* **Task statement**
Report every one of the lines below that contains the word "sweater". Copy each such line in full.

(Some records)
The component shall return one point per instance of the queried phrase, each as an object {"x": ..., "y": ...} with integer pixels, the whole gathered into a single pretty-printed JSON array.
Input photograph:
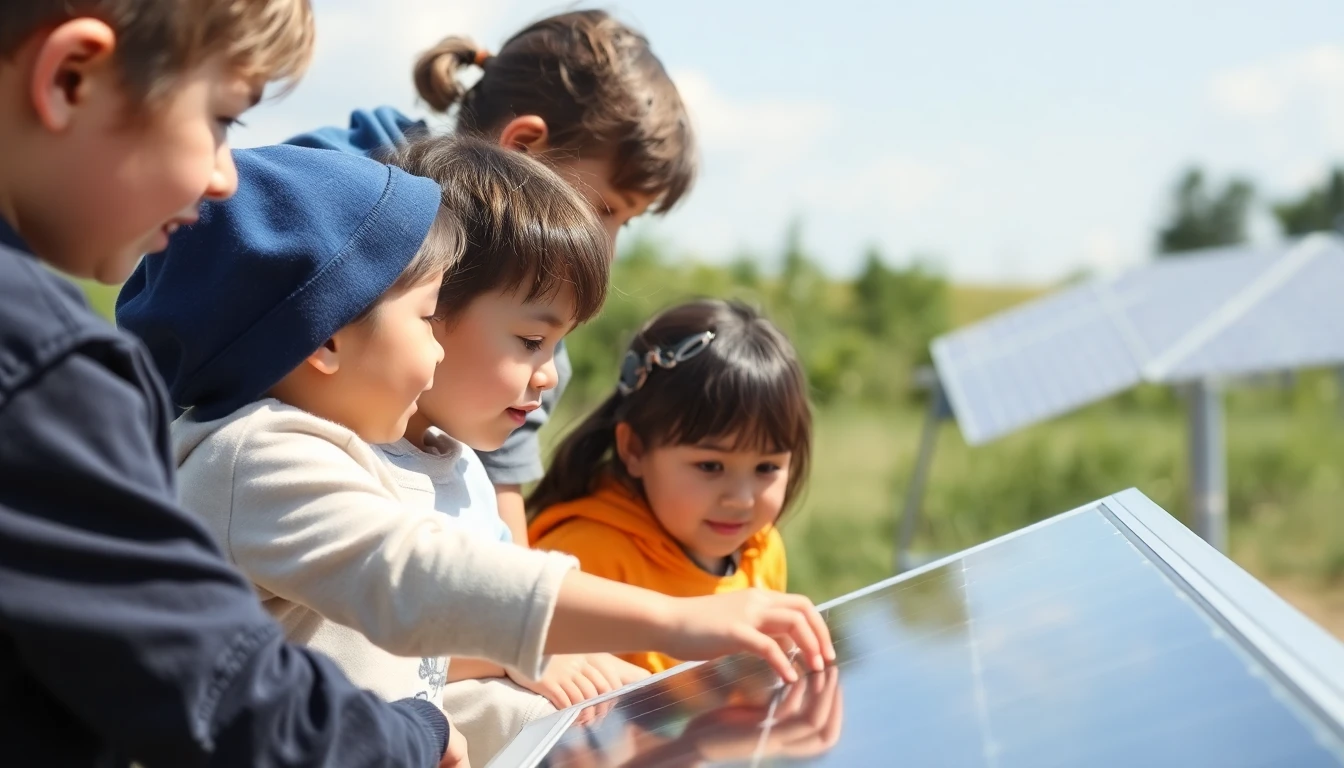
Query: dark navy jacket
[{"x": 124, "y": 634}]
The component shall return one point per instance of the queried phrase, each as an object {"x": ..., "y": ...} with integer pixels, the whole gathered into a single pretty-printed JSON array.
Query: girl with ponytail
[
  {"x": 678, "y": 482},
  {"x": 581, "y": 92}
]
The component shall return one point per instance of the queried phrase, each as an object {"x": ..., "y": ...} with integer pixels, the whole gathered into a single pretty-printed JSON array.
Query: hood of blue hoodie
[
  {"x": 370, "y": 132},
  {"x": 239, "y": 299}
]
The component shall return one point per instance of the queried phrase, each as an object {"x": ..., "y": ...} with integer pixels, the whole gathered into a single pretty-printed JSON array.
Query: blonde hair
[{"x": 157, "y": 41}]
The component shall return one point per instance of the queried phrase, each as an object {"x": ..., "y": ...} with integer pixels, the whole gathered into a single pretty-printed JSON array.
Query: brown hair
[
  {"x": 746, "y": 384},
  {"x": 523, "y": 227},
  {"x": 161, "y": 39},
  {"x": 437, "y": 257},
  {"x": 597, "y": 85}
]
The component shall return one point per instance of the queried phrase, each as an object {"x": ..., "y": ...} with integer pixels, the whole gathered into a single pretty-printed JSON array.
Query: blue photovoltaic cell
[
  {"x": 1222, "y": 312},
  {"x": 1069, "y": 644}
]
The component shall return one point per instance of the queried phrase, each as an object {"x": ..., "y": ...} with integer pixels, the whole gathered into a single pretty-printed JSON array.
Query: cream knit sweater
[{"x": 354, "y": 565}]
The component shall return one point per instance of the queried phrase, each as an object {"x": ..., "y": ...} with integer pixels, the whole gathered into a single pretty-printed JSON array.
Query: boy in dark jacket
[{"x": 124, "y": 635}]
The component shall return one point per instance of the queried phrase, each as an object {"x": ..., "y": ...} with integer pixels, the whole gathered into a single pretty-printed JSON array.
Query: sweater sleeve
[
  {"x": 312, "y": 525},
  {"x": 120, "y": 607}
]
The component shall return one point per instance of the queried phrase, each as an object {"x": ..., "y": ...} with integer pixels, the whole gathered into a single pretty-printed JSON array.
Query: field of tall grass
[{"x": 1285, "y": 466}]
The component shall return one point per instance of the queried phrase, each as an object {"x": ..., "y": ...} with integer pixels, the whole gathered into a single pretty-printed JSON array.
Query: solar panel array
[
  {"x": 1074, "y": 643},
  {"x": 1222, "y": 312}
]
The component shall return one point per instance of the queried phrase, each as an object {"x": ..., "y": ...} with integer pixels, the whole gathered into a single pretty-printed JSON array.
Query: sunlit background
[{"x": 875, "y": 174}]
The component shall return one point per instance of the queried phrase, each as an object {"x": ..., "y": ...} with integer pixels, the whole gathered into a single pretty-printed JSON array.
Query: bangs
[
  {"x": 549, "y": 260},
  {"x": 745, "y": 396},
  {"x": 526, "y": 232},
  {"x": 760, "y": 406}
]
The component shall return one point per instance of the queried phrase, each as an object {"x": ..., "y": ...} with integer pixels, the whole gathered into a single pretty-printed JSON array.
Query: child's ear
[
  {"x": 67, "y": 63},
  {"x": 526, "y": 133},
  {"x": 327, "y": 358},
  {"x": 629, "y": 449}
]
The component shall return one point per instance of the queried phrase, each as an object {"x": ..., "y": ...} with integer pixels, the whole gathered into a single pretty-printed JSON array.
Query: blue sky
[{"x": 1004, "y": 141}]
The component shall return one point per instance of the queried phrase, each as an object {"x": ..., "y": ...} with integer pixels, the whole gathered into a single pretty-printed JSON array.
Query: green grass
[{"x": 1285, "y": 484}]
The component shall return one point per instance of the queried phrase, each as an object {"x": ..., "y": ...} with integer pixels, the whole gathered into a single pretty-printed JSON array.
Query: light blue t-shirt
[{"x": 461, "y": 487}]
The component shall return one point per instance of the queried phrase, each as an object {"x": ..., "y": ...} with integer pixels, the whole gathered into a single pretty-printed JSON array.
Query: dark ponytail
[
  {"x": 593, "y": 80},
  {"x": 437, "y": 69}
]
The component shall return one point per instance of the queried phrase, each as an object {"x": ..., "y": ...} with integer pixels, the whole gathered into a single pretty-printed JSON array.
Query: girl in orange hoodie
[{"x": 676, "y": 483}]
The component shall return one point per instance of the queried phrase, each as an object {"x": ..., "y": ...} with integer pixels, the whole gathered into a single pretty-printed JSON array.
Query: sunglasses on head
[{"x": 636, "y": 367}]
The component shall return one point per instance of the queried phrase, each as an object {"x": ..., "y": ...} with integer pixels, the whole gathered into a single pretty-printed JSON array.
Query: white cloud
[
  {"x": 1247, "y": 92},
  {"x": 1104, "y": 252},
  {"x": 1304, "y": 86},
  {"x": 887, "y": 183},
  {"x": 765, "y": 135}
]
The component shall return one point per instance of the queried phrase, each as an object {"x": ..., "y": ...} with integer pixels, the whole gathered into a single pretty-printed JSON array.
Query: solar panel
[
  {"x": 1105, "y": 636},
  {"x": 1223, "y": 312}
]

* **Answer**
Query: cream knit sweater
Query: sweater sleeve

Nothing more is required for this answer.